Exercise: Print the listing as it stands, omitting all images.

Dataset extract:
╭──

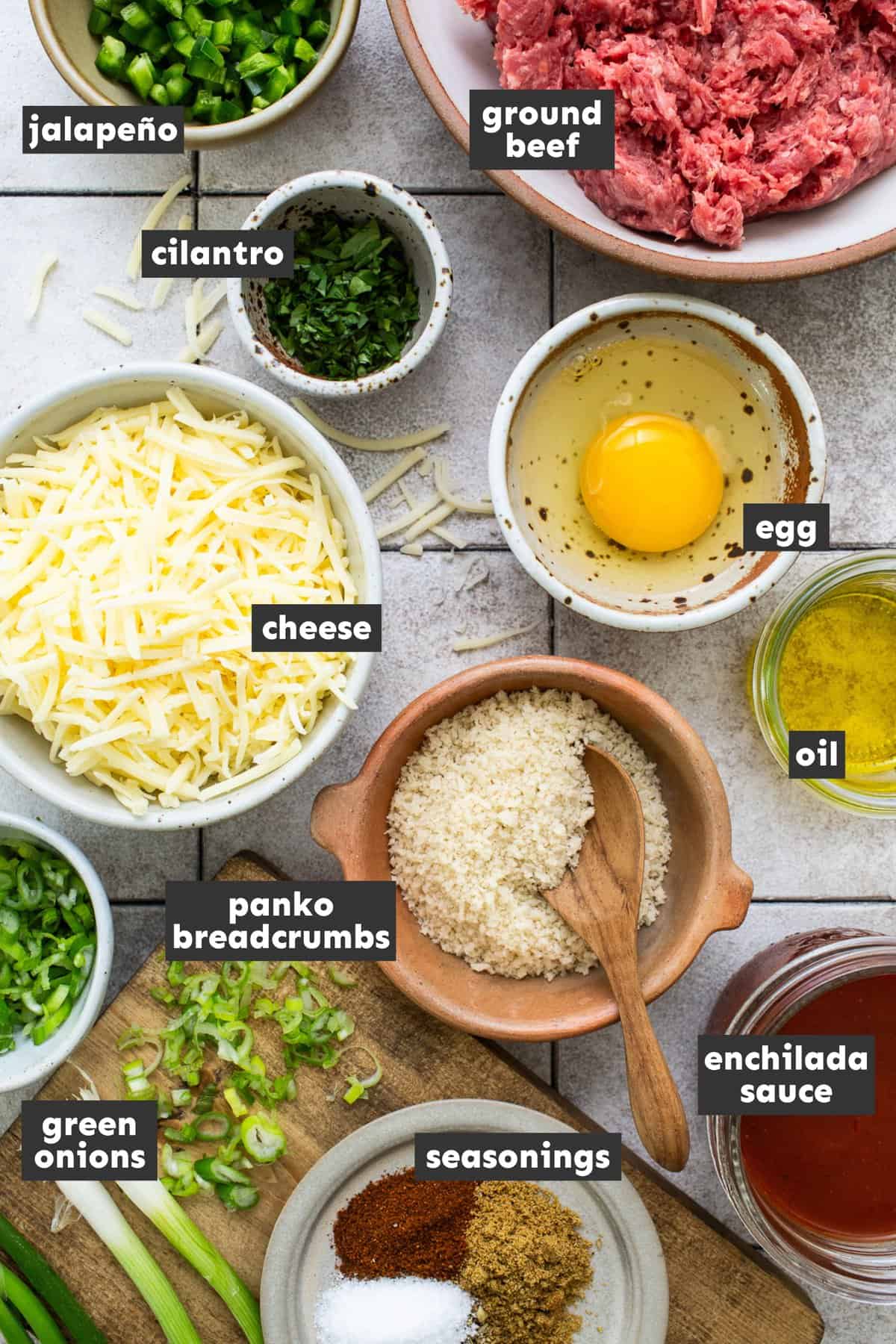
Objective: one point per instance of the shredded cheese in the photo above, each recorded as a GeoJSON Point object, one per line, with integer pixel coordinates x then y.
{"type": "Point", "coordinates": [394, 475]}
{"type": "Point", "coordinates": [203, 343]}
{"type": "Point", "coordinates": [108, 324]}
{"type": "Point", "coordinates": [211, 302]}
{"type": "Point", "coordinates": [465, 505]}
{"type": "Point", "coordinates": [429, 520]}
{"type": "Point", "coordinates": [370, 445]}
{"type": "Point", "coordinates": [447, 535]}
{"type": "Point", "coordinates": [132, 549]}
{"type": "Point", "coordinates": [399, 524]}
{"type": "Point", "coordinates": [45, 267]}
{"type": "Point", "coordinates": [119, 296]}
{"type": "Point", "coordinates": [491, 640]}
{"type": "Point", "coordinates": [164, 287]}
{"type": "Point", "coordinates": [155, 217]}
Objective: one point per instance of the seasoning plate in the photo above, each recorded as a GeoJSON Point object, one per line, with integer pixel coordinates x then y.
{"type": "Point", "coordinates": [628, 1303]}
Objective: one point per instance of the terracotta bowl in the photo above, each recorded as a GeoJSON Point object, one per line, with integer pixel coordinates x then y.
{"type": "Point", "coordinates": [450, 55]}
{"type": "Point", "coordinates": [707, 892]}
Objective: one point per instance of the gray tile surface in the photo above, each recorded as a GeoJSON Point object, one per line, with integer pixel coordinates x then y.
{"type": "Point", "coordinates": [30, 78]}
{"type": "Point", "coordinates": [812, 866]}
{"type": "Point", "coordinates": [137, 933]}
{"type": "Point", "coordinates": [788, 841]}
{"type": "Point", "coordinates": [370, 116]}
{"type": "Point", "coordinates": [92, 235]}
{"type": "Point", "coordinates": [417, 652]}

╰──

Worked solution:
Objective: one point per instance of the shredded cheese in the photo above, each recorded as a GeoJSON Point object, one per line, with integer pixel coordinates x then y.
{"type": "Point", "coordinates": [394, 475]}
{"type": "Point", "coordinates": [203, 343]}
{"type": "Point", "coordinates": [108, 324]}
{"type": "Point", "coordinates": [211, 302]}
{"type": "Point", "coordinates": [465, 505]}
{"type": "Point", "coordinates": [429, 520]}
{"type": "Point", "coordinates": [370, 445]}
{"type": "Point", "coordinates": [447, 535]}
{"type": "Point", "coordinates": [132, 549]}
{"type": "Point", "coordinates": [399, 524]}
{"type": "Point", "coordinates": [45, 267]}
{"type": "Point", "coordinates": [119, 296]}
{"type": "Point", "coordinates": [491, 640]}
{"type": "Point", "coordinates": [164, 287]}
{"type": "Point", "coordinates": [155, 217]}
Objective: one point per instance of the seasoning plate in the photo above, each recorded as a GeoJSON Point object, one per line, with integer pixel coordinates x then y.
{"type": "Point", "coordinates": [628, 1303]}
Objective: one point per instance of the terracotta bowl in the photo above, each recorded as a GeoJSON Point object, one per line, with integer pixel coordinates x then y.
{"type": "Point", "coordinates": [450, 55]}
{"type": "Point", "coordinates": [707, 892]}
Objective: one point per instance of the gray tile surface in the photo above, each recorded as a GeoJSON Point object, one per line, with integer pixel coordinates x then y.
{"type": "Point", "coordinates": [30, 78]}
{"type": "Point", "coordinates": [812, 866]}
{"type": "Point", "coordinates": [137, 933]}
{"type": "Point", "coordinates": [788, 841]}
{"type": "Point", "coordinates": [370, 116]}
{"type": "Point", "coordinates": [92, 235]}
{"type": "Point", "coordinates": [417, 652]}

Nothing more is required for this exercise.